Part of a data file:
* * *

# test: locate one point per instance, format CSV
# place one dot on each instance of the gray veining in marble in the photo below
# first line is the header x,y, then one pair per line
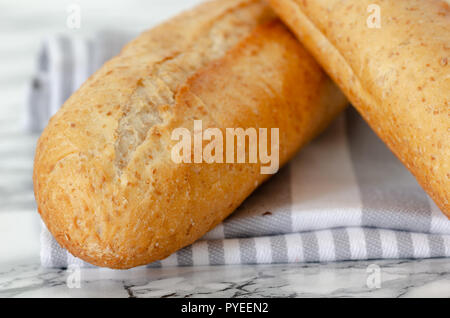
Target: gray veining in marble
x,y
427,278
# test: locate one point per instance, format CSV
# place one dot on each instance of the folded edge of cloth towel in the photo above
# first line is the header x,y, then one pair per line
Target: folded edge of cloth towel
x,y
344,197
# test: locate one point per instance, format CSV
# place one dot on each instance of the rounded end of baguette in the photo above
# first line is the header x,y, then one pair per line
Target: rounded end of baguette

* * *

Given exercise:
Rewrite every line of the data above, shifting each x and y coordinate value by -127 and leaving out the pictures.

Reply to the task:
# test: locate one point per instance, format CSV
# place one dot on each instance of the gray veining in marble in the photo below
# first line is the header x,y, then one pair per line
Target: gray veining in marble
x,y
300,151
# test: locate one point per instance, format CSV
# place one dot on each instance of the folded edge of cloth towel in the photo above
# first line is the header x,y, then one pair per line
Target: folded edge of cloth towel
x,y
217,70
# test: locate one point per instance, format CSV
# place one dot on each instance of the rounded end of baguette in the photo above
# first line is the header x,y, then one pair per line
Target: rounded end of baguette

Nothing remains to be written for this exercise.